--- Dataset ---

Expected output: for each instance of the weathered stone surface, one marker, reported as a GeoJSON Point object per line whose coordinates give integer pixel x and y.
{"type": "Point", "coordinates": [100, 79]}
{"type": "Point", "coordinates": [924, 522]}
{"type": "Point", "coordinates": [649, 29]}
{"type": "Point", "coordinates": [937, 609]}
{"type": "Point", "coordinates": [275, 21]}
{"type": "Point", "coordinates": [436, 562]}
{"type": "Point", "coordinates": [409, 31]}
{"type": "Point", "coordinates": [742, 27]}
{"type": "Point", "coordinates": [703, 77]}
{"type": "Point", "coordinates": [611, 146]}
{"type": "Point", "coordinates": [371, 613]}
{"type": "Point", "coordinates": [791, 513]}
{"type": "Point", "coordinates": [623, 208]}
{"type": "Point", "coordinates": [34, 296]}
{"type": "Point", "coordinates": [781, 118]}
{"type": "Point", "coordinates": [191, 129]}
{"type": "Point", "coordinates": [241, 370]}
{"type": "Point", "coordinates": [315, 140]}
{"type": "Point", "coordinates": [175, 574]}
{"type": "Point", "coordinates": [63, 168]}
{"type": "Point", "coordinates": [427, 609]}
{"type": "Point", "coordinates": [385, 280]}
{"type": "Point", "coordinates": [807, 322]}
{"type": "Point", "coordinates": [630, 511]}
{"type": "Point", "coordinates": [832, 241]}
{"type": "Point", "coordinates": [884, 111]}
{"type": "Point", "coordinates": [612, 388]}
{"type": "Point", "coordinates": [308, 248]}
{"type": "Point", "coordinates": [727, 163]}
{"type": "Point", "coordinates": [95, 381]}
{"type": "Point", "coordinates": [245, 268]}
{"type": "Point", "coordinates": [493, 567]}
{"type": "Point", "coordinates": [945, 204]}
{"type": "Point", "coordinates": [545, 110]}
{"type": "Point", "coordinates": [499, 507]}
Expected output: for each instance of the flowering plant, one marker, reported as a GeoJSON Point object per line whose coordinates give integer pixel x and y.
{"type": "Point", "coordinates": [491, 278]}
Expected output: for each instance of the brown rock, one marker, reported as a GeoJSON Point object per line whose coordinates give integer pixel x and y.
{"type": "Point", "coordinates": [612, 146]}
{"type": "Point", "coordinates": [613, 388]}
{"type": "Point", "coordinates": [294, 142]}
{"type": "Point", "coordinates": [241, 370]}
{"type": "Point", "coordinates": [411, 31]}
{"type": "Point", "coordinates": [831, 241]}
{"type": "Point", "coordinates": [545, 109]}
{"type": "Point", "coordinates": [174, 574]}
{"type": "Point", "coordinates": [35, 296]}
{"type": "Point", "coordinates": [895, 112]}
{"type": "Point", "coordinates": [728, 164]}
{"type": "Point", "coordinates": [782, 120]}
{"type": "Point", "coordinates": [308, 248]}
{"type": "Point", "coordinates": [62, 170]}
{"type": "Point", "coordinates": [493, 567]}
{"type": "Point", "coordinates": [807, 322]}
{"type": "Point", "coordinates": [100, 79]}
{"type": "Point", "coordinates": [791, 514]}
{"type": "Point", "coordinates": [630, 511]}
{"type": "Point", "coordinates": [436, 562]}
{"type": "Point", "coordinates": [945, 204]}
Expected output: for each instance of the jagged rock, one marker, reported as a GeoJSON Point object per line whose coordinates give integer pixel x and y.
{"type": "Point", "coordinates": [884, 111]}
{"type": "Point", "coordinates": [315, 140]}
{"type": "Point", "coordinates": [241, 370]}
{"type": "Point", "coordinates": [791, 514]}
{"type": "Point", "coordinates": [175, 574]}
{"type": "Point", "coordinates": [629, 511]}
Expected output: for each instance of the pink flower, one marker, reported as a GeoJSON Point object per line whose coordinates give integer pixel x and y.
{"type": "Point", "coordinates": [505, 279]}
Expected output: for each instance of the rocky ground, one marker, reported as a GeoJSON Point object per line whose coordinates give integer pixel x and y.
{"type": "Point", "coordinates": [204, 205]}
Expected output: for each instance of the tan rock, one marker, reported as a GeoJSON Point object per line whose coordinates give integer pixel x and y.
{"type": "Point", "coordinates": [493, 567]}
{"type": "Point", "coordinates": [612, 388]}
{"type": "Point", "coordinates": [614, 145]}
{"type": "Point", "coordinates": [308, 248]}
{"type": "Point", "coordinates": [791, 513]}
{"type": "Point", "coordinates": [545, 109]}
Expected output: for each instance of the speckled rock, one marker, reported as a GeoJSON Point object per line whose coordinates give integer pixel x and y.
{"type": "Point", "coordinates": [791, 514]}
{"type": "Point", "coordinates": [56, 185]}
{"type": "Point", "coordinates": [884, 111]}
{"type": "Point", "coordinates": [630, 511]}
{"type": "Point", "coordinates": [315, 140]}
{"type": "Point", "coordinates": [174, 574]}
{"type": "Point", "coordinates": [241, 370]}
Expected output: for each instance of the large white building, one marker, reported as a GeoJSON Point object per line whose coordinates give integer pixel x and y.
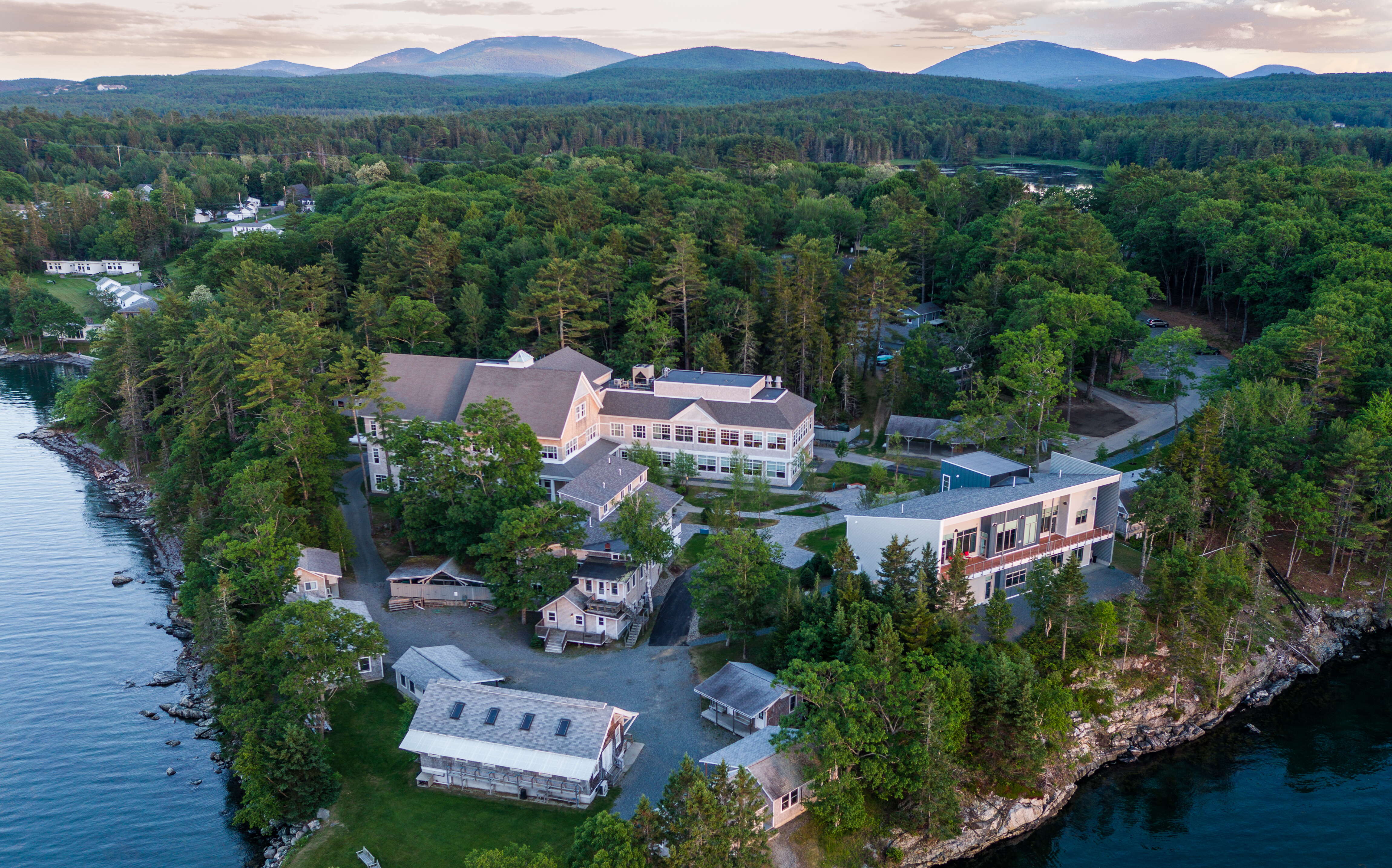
{"type": "Point", "coordinates": [1001, 518]}
{"type": "Point", "coordinates": [91, 267]}
{"type": "Point", "coordinates": [581, 413]}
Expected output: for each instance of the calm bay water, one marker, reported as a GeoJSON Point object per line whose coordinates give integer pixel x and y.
{"type": "Point", "coordinates": [81, 774]}
{"type": "Point", "coordinates": [1315, 789]}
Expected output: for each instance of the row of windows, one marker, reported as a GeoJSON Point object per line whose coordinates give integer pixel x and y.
{"type": "Point", "coordinates": [726, 465]}
{"type": "Point", "coordinates": [690, 434]}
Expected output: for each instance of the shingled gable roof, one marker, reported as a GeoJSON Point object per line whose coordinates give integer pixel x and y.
{"type": "Point", "coordinates": [602, 481]}
{"type": "Point", "coordinates": [566, 359]}
{"type": "Point", "coordinates": [591, 721]}
{"type": "Point", "coordinates": [541, 398]}
{"type": "Point", "coordinates": [429, 386]}
{"type": "Point", "coordinates": [743, 687]}
{"type": "Point", "coordinates": [321, 561]}
{"type": "Point", "coordinates": [777, 771]}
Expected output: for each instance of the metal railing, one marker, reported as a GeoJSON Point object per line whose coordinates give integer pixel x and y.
{"type": "Point", "coordinates": [1031, 554]}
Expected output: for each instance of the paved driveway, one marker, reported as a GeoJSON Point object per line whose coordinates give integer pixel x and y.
{"type": "Point", "coordinates": [655, 682]}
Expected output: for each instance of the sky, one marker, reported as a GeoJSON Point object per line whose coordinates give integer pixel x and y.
{"type": "Point", "coordinates": [76, 41]}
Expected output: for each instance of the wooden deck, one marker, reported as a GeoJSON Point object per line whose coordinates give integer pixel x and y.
{"type": "Point", "coordinates": [1025, 555]}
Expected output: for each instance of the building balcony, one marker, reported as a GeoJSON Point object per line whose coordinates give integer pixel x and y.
{"type": "Point", "coordinates": [1052, 544]}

---

**Problem statement:**
Copy the records exactly. Skip any pictures.

**Result of the exercise:**
Expected output: for each instance of the weathered stone surface, one marker, reported as a GeoJSON Point object per line whose coordinates give integer pixel x and y.
{"type": "Point", "coordinates": [100, 79]}
{"type": "Point", "coordinates": [924, 522]}
{"type": "Point", "coordinates": [649, 29]}
{"type": "Point", "coordinates": [937, 609]}
{"type": "Point", "coordinates": [275, 21]}
{"type": "Point", "coordinates": [436, 562]}
{"type": "Point", "coordinates": [409, 31]}
{"type": "Point", "coordinates": [742, 27]}
{"type": "Point", "coordinates": [703, 77]}
{"type": "Point", "coordinates": [611, 146]}
{"type": "Point", "coordinates": [371, 613]}
{"type": "Point", "coordinates": [791, 513]}
{"type": "Point", "coordinates": [623, 208]}
{"type": "Point", "coordinates": [34, 296]}
{"type": "Point", "coordinates": [781, 118]}
{"type": "Point", "coordinates": [191, 129]}
{"type": "Point", "coordinates": [241, 370]}
{"type": "Point", "coordinates": [315, 140]}
{"type": "Point", "coordinates": [175, 574]}
{"type": "Point", "coordinates": [63, 168]}
{"type": "Point", "coordinates": [427, 609]}
{"type": "Point", "coordinates": [385, 280]}
{"type": "Point", "coordinates": [807, 322]}
{"type": "Point", "coordinates": [630, 511]}
{"type": "Point", "coordinates": [832, 241]}
{"type": "Point", "coordinates": [884, 111]}
{"type": "Point", "coordinates": [612, 388]}
{"type": "Point", "coordinates": [308, 248]}
{"type": "Point", "coordinates": [727, 163]}
{"type": "Point", "coordinates": [95, 381]}
{"type": "Point", "coordinates": [245, 268]}
{"type": "Point", "coordinates": [493, 567]}
{"type": "Point", "coordinates": [945, 204]}
{"type": "Point", "coordinates": [545, 110]}
{"type": "Point", "coordinates": [499, 507]}
Expected output: for each instance of the flowering plant, one marker, reported as a GeoJSON Point object per line whose coordinates give integer pixel x and y.
{"type": "Point", "coordinates": [491, 278]}
Expected output: for each instance of the brown rock, one marker, reported as a GeoJSON Point object per line whose coordinates give integer pixel x and y.
{"type": "Point", "coordinates": [612, 146]}
{"type": "Point", "coordinates": [613, 388]}
{"type": "Point", "coordinates": [294, 142]}
{"type": "Point", "coordinates": [241, 370]}
{"type": "Point", "coordinates": [411, 31]}
{"type": "Point", "coordinates": [831, 241]}
{"type": "Point", "coordinates": [545, 109]}
{"type": "Point", "coordinates": [174, 574]}
{"type": "Point", "coordinates": [35, 296]}
{"type": "Point", "coordinates": [895, 112]}
{"type": "Point", "coordinates": [728, 164]}
{"type": "Point", "coordinates": [782, 120]}
{"type": "Point", "coordinates": [308, 248]}
{"type": "Point", "coordinates": [62, 170]}
{"type": "Point", "coordinates": [493, 567]}
{"type": "Point", "coordinates": [807, 322]}
{"type": "Point", "coordinates": [100, 79]}
{"type": "Point", "coordinates": [791, 514]}
{"type": "Point", "coordinates": [630, 511]}
{"type": "Point", "coordinates": [436, 562]}
{"type": "Point", "coordinates": [945, 204]}
Expected output: for each instance of the jagged rock, one marker, reported as a GeoJSON Point object per line whose coordinates give integer pixel x and y.
{"type": "Point", "coordinates": [884, 111]}
{"type": "Point", "coordinates": [315, 140]}
{"type": "Point", "coordinates": [241, 370]}
{"type": "Point", "coordinates": [791, 514]}
{"type": "Point", "coordinates": [175, 574]}
{"type": "Point", "coordinates": [629, 511]}
Expected output: for each instance of the pink flower, one marker, reported as a GeoJSON Point object per line whose coordinates give integer pixel x and y.
{"type": "Point", "coordinates": [505, 279]}
Expected output: for each instance of the rocky ground, one marker, reported as a GeoJSON Point object per line whose coordinates give integer pixel x and y.
{"type": "Point", "coordinates": [204, 205]}
Expected output: for each instance of the tan rock, one marker, reported as a GeoJSON Point object per line whose coordinates give integer pixel x and y.
{"type": "Point", "coordinates": [493, 567]}
{"type": "Point", "coordinates": [612, 388]}
{"type": "Point", "coordinates": [614, 145]}
{"type": "Point", "coordinates": [308, 248]}
{"type": "Point", "coordinates": [791, 513]}
{"type": "Point", "coordinates": [545, 109]}
Expected output: for each instance of the speckled rock, one marker, reported as a GeoJSON Point object per line whose coordinates give integer pixel x and y.
{"type": "Point", "coordinates": [791, 514]}
{"type": "Point", "coordinates": [56, 185]}
{"type": "Point", "coordinates": [884, 111]}
{"type": "Point", "coordinates": [630, 511]}
{"type": "Point", "coordinates": [315, 140]}
{"type": "Point", "coordinates": [174, 574]}
{"type": "Point", "coordinates": [241, 370]}
Expected output: for each instance of the large white building, one marker, reported as a GeoJSON Point object per line whose coordinates give integer pixel x and y.
{"type": "Point", "coordinates": [1001, 518]}
{"type": "Point", "coordinates": [91, 267]}
{"type": "Point", "coordinates": [581, 413]}
Expected output: for each instance of the calm bay water, one marker, reported as a GeoJSON Point object per line whose coordinates give integer pixel x and y.
{"type": "Point", "coordinates": [81, 774]}
{"type": "Point", "coordinates": [1315, 789]}
Expected output: for each instance of the row of windows, one marker, reported as a GeoJSON Point object per line whose coordinates give integer pixel x and y.
{"type": "Point", "coordinates": [726, 465]}
{"type": "Point", "coordinates": [690, 434]}
Expected output: for each instance of the shingled gable roof, one marker, reported as a GeoJSON Point object per line whose coordinates give integer pixel x and y.
{"type": "Point", "coordinates": [602, 481]}
{"type": "Point", "coordinates": [566, 359]}
{"type": "Point", "coordinates": [591, 721]}
{"type": "Point", "coordinates": [541, 398]}
{"type": "Point", "coordinates": [429, 386]}
{"type": "Point", "coordinates": [743, 687]}
{"type": "Point", "coordinates": [321, 561]}
{"type": "Point", "coordinates": [777, 771]}
Expected output: for each instance of the metal railing, one marker, reported as a GeoJSON Point object per line whose coordinates give integer pixel x and y.
{"type": "Point", "coordinates": [1031, 554]}
Expected output: for each instance of the paved driveway, one marker, reported as a GeoJSON Point object per line whose coordinates give integer pixel x and y.
{"type": "Point", "coordinates": [655, 682]}
Expected output: for each instance of the sky, one marker, reported as a GeoJSON Point object per line whose coordinates give integer pixel x and y.
{"type": "Point", "coordinates": [76, 41]}
Expected output: for each instance of the wooden deck, one marker, reported as a GeoJSON Point object per line whose coordinates give integer pixel x and y.
{"type": "Point", "coordinates": [1025, 555]}
Expected output: for each instance of the building balcony, one marker, reported as a GeoJSON Point object per line whose coordinates give integer pixel x and y.
{"type": "Point", "coordinates": [1052, 544]}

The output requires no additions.